Restate exactly the lines of the entries below, beginning with the first and ending with the line that holds "segment --target=wire fence". Pictures are not copied.

[[ ENTRIES SHOWN open ]]

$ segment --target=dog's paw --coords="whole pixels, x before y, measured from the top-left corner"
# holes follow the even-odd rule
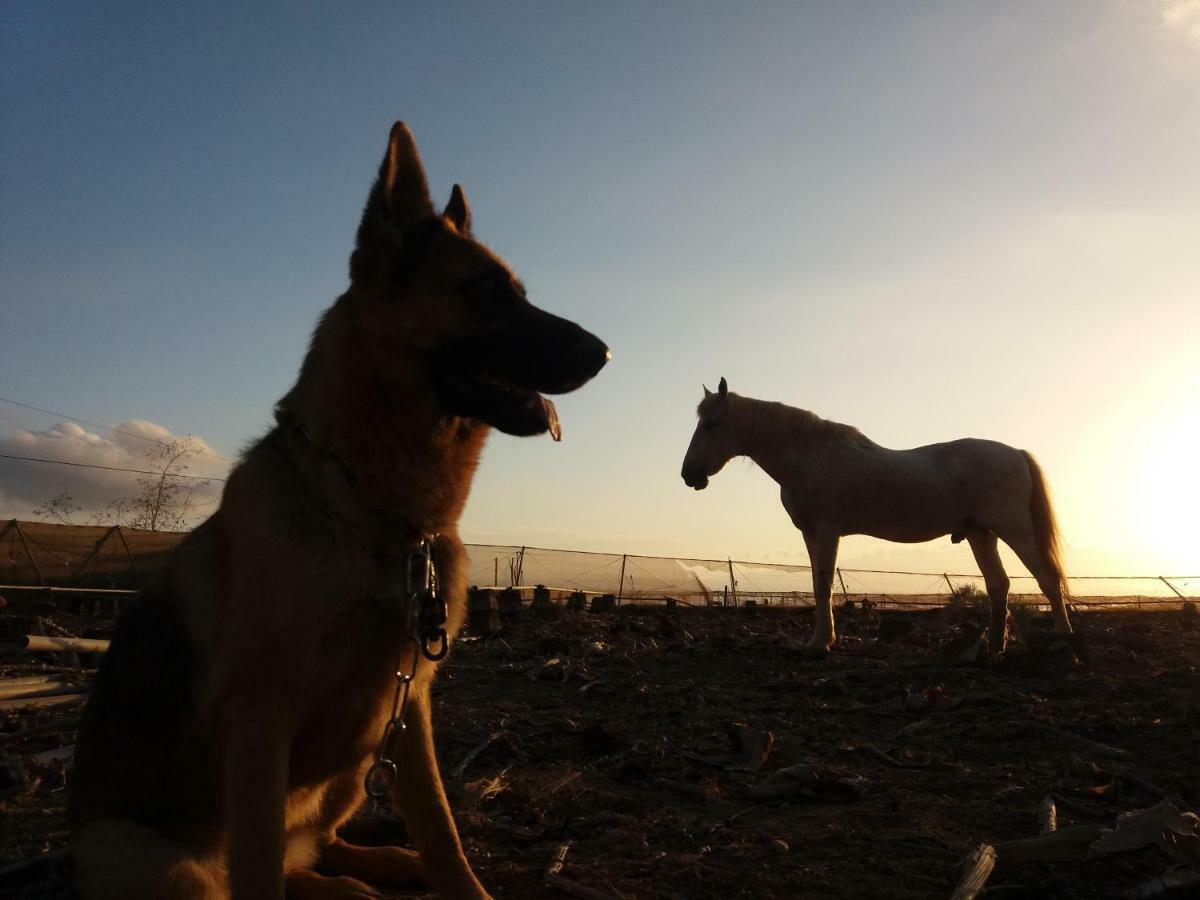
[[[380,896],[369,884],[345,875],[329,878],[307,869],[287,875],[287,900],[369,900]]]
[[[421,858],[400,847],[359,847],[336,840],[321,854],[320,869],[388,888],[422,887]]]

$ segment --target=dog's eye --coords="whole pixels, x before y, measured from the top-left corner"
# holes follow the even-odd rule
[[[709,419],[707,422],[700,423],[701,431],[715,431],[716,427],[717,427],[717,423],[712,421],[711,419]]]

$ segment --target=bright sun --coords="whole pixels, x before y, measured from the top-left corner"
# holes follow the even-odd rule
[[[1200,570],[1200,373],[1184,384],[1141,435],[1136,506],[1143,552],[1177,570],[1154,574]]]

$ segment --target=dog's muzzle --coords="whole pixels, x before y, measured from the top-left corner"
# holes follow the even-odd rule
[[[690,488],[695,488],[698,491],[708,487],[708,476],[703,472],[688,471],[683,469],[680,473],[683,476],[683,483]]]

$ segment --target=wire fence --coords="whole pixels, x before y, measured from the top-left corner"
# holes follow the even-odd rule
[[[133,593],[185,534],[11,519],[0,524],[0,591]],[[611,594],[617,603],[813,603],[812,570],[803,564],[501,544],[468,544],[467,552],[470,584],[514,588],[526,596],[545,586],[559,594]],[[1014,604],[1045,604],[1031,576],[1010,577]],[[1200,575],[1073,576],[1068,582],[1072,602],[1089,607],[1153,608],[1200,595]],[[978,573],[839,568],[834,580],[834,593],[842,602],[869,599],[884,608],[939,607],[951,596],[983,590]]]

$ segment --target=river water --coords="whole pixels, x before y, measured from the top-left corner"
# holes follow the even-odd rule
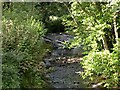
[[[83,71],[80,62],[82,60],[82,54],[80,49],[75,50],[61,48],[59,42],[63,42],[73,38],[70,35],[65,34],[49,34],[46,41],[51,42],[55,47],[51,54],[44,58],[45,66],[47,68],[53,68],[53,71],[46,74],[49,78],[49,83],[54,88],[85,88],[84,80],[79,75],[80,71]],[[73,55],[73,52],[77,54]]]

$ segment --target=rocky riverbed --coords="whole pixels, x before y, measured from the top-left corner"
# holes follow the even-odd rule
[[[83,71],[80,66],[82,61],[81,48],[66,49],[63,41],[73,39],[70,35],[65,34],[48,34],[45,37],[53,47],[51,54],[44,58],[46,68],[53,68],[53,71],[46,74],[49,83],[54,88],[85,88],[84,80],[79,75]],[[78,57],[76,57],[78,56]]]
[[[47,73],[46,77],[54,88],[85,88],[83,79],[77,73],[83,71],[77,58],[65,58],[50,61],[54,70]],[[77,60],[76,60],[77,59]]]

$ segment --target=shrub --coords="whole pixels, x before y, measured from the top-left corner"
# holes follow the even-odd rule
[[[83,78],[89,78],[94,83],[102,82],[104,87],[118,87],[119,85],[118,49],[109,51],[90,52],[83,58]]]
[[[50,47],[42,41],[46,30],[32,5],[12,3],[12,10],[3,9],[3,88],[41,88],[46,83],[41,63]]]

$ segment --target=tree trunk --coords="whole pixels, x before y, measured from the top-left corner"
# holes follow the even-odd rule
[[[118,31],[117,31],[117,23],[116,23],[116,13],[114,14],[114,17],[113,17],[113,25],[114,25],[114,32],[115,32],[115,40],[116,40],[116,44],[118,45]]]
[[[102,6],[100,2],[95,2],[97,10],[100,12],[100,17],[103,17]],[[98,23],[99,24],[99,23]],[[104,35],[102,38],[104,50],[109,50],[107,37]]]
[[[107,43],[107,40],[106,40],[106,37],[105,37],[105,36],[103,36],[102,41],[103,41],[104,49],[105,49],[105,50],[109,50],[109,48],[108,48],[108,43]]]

[[ ENTRIES SHOWN closed ]]

RESPONSE TO THE EXERCISE –
$ segment --target=dog's paw --coords="whole pixels, x before y, measured from the top-left corner"
# holes follow the even-odd rule
[[[380,896],[369,884],[345,875],[329,878],[307,869],[287,875],[287,900],[369,900]]]
[[[421,858],[400,847],[359,847],[336,840],[321,854],[320,869],[388,888],[422,887]]]

$ segment --target=dog's eye --coords="whole pixels, x before y, measured from the top-left corner"
# holes follow the even-odd rule
[[[709,419],[707,422],[700,423],[701,431],[715,431],[716,427],[717,427],[717,423],[712,421],[711,419]]]

$ segment --target=bright sun --coords="whole pixels, x before y, measured from the top-left corner"
# holes follow the even-odd rule
[[[1200,570],[1200,373],[1184,384],[1141,435],[1136,506],[1143,552],[1177,570],[1154,574]]]

$ segment --target=dog's muzzle --coords="whole pixels, x before y, measured from the top-left corner"
# holes follow the even-odd rule
[[[690,488],[695,488],[698,491],[708,487],[708,476],[703,472],[688,471],[683,469],[680,473],[683,476],[683,483]]]

$ segment --target=wire fence --coords="whole pixels, x before y, measured from the top-left corner"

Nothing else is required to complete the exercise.